■ RECORDS TO PROCESS ■
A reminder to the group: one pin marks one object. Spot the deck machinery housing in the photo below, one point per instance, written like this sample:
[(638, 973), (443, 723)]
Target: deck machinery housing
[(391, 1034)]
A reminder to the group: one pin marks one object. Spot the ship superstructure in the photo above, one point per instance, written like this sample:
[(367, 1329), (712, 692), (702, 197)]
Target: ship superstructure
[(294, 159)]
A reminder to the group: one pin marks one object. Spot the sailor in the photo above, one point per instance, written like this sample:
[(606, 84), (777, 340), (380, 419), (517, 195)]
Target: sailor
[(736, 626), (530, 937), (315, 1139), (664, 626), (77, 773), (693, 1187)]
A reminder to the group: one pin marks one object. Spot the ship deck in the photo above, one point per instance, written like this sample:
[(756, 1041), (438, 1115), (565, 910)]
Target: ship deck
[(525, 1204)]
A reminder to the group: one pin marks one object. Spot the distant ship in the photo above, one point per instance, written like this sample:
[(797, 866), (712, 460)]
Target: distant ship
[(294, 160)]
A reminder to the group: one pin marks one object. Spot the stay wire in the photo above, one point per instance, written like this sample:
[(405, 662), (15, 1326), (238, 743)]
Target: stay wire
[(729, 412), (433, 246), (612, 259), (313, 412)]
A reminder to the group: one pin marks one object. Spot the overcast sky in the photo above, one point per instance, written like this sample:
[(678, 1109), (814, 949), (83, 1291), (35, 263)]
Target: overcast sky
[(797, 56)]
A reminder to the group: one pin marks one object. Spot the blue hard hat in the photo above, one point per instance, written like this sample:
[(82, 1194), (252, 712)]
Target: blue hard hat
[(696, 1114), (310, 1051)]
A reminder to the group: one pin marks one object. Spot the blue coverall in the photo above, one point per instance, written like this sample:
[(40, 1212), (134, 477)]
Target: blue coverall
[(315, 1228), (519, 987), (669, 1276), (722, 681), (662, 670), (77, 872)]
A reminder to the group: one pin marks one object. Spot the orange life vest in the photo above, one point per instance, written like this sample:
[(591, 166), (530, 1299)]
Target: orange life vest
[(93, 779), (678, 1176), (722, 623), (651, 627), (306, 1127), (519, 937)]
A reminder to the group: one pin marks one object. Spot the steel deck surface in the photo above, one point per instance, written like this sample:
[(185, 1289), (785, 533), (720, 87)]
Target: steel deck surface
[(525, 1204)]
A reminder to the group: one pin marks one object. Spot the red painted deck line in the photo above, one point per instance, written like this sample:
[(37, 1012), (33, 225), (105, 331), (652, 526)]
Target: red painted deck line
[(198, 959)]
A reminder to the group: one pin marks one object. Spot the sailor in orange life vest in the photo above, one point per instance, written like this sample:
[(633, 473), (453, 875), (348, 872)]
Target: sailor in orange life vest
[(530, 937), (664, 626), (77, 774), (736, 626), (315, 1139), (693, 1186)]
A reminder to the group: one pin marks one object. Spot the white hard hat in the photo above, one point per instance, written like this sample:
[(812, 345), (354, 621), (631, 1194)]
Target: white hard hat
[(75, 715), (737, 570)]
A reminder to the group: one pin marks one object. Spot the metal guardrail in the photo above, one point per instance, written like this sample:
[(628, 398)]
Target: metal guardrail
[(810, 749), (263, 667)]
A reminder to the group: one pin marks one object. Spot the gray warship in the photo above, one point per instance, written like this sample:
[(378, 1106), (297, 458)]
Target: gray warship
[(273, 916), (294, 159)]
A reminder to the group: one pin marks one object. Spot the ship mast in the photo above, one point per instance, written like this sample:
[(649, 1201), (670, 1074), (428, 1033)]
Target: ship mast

■ EXERCISE AIM ■
An exact copy of every record above is needed. Write it out word for word.

■ FINISHED TASK ■
A reminder to the group: one pin marks one object. Spot the deck machinery housing in the photo below, one point per instance, written like this sample:
[(638, 973), (443, 723)]
Target: deck machinery housing
[(391, 1034)]
A reminder to the group: one pin marks one object. Spot the ship superstructure in the photo above, one point per instance, written like this sample:
[(367, 1329), (712, 692), (702, 197)]
Target: ship superstructure
[(294, 159)]
A reminder to the group: one pin marks one object. Spot the sailor in the photo above, one point per instance, written like this sample:
[(606, 84), (777, 340), (380, 419), (517, 195)]
Target: sailor
[(736, 626), (530, 937), (315, 1139), (664, 626), (77, 773), (693, 1187)]
A reminder to the group: one pin marks one object. Spot the ship deck in the photo above, one point per instance, written like this sample:
[(756, 1041), (438, 1115), (565, 910)]
Target: ship deck
[(525, 1204)]
A reminder to the group: one pin marks one object. Spot the distant ship in the photo above, one point per instance, written like this sample:
[(797, 866), (712, 460)]
Target: distant ship
[(294, 160)]
A reminder to the group: one pin marks one object. Spot the stay wire in the photo above, one point per instance, written like this sample:
[(405, 662), (15, 1326), (238, 743)]
Target: stay wire
[(729, 412), (433, 246), (612, 259), (313, 412)]
A reminder to the group: one pin marks one object. Spot the overcast sky in the photo above, one point per instance, written like this sample:
[(678, 1109), (814, 949), (83, 1291), (35, 263)]
Target: overcast sky
[(797, 56)]
A reminder to the group: one pin marks one object. Spot the blue hard hat in the photo above, one point per instance, written like this sample:
[(82, 1194), (252, 712)]
Target: blue hard hat
[(696, 1114), (310, 1051)]
A reminder to the group: one pin marks one object. Spot the blue coverall in the photo above, one point per instance, written like this sample:
[(40, 1212), (134, 477)]
Target: blue coverall
[(315, 1228), (519, 987), (669, 1276), (722, 681), (662, 670), (77, 872)]
A reminder to the group: one pin marks one object. Spot the orange life vest in the photo above, one point per instance, written like this sample:
[(591, 166), (530, 1299)]
Target: orange life vest
[(93, 779), (678, 1176), (722, 623), (651, 627), (306, 1127), (519, 937)]
A reminder to the group: one pin marks one object. Spot the steel deck surface in the photo above, one point per instance, written like this sample:
[(185, 1289), (785, 533), (720, 87)]
Target: steel deck surface
[(525, 1204)]
A reminder to the group: one pin marks one object. Spot the red painted deck line in the photo above, one point per instance, written like this sample:
[(37, 1012), (33, 225), (105, 331), (652, 526)]
Target: red painted deck line
[(198, 959)]
A reminder to the group: one pin marks one object. Spot the sailor in orange life vest in the photo above, one point per instance, written like this sample:
[(633, 473), (453, 875), (348, 872)]
Target: sailor in orange life vest
[(530, 937), (664, 626), (77, 774), (736, 626), (315, 1139), (693, 1186)]
A reminder to the group: one pin marks one object. Spot the white hard hat in the photo above, one point per instance, written like this sample:
[(812, 345), (354, 621), (631, 1194)]
Target: white hard hat
[(75, 715), (737, 570)]
A reminder to the group: one pin marks one object. Spot the metal guardrail in the photo above, one point per instance, written like this sample:
[(628, 398)]
Target: metal guardrail
[(810, 749), (263, 667)]
A reminder to the group: one pin marks one object. Spot the gray warship in the photo above, one point per instance, written like this sample:
[(378, 1106), (297, 458)]
Target: gray warship
[(273, 916), (294, 159)]
A reminder to the group: one pin marks one object. Spot the ship mast in the photo above, one point per instance, written like this sample:
[(649, 1201), (670, 1074), (428, 1033)]
Target: ship mast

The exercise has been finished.